Enter Pågat: one of the last ancient village sites that is still publicly accessible on Guam, listed on the National Register of Historic Places in 1974. Mostly owned by the Chamorro Land Trust, public access to Pågat requires a steep descent down a coastal bluff from a main highway on the island’s northeastern edge. The site includes tangible artefacts of the past life there before the Spanish forcibly removed its inhabitants in a 16th Century campaign notoriously known as reducción.

Dr. Marilyn Salas, Professor of Culture and Education at University of Guam, frequently leads groups of college students to Pågat to show them firsthand the medicinal plants, potsherds, and pillar foundations of ancient houses, known as latte stones, which have became the most recognisable symbol of the island’s pre-colonial heritage.  Regarding the significance of the site as a teaching tool, Salas exclaims:  

“Taking my students to Pågat village is the core and essence of culture and education on Guam. Teaching and learning takes place the moment we step onto the head trail.”

A central feature at Pågat is its deep limestone cave, which contains a cool pool of freshwater and requires a flashlight to enter. In addition to being a great respite from the tropical heat, one can imagine how spiritually significant the cave must have been as the only freshwater source in the area.  It was literally the lifeblood of the village that once thrived there.

Starting in 2009, the National Trust for Historic Preservation in the U.S., in cooperation with We Are Guahan, and the Guam Preservation Trust successfully led an effort to keep Pågat open to the public and free from the nuisance of a complex of firing ranges. The U.S. military had proposed the training facilities on a nearby bluff which sparked outrage in the community.  Prompted by a court ruling in 2012 in favor of heritage advocates, the military has now pledged to do additional studies, putting the threats to the site on a temporary, and, hopefully, permanent hold.

I had the chance to visit Pågat several times with Joe Quinata, Chief Preservation Officer with the Guam Preservation Trust. Joe promotes heritage education on Guam in classic Chamorro style – with a joyous spirit and infectious enthusiasm for teaching others.  Though western archaeologists have confined the site’s significance to its tangible remains, Joe explains that the site’s significance is much broader, taking into account the traditional cultural practices that take place along the eastern coast of the island. Fishing, hunting, and most importantly medicinal practices occur seasonally in the area. On the hike he points out medicinal plants, significant breadfruit and banyan trees, and remind travellers that respect for the whole cultural environment which supported the survival of the site’s people is necessary to true preservation.

------------------------------

> WORK TO COMPLETE
Please duplicate the stretch of the Pågat text from "I had the chance" through "to true preservation.", word for word.

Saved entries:

------------------------------

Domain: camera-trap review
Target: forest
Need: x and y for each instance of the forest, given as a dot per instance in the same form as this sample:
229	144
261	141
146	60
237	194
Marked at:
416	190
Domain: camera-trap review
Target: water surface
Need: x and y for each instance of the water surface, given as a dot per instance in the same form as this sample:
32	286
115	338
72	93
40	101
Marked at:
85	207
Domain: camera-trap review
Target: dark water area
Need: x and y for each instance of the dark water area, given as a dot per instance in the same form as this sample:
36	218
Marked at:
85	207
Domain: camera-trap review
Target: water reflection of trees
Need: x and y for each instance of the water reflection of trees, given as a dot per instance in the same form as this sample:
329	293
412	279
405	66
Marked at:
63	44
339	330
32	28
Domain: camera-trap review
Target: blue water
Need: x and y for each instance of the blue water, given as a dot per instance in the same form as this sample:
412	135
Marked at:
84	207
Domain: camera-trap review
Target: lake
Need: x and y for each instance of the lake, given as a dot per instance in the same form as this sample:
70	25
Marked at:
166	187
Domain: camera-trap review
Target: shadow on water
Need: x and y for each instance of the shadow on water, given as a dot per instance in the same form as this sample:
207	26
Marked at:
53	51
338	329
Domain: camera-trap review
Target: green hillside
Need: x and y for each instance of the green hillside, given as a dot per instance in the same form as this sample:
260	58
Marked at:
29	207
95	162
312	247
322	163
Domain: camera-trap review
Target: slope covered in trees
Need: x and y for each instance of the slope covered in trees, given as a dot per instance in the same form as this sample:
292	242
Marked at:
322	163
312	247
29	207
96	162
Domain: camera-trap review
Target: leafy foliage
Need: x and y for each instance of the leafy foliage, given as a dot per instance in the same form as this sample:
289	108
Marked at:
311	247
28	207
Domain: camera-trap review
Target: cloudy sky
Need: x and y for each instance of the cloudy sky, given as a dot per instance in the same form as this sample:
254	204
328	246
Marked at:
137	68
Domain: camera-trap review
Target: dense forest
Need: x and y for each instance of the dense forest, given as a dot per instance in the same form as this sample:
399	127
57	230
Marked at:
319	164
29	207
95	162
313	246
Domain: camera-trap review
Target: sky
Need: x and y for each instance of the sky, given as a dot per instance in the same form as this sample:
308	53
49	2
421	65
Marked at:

------------------------------

> YOUR RESPONSE
I had the chance to visit Pågat several times with Joe Quinata, Chief Preservation Officer with the Guam Preservation Trust. Joe promotes heritage education on Guam in classic Chamorro style – with a joyous spirit and infectious enthusiasm for teaching others.  Though western archaeologists have confined the site’s significance to its tangible remains, Joe explains that the site’s significance is much broader, taking into account the traditional cultural practices that take place along the eastern coast of the island. Fishing, hunting, and most importantly medicinal practices occur seasonally in the area. On the hike he points out medicinal plants, significant breadfruit and banyan trees, and remind travellers that respect for the whole cultural environment which supported the survival of the site’s people is necessary to true preservation.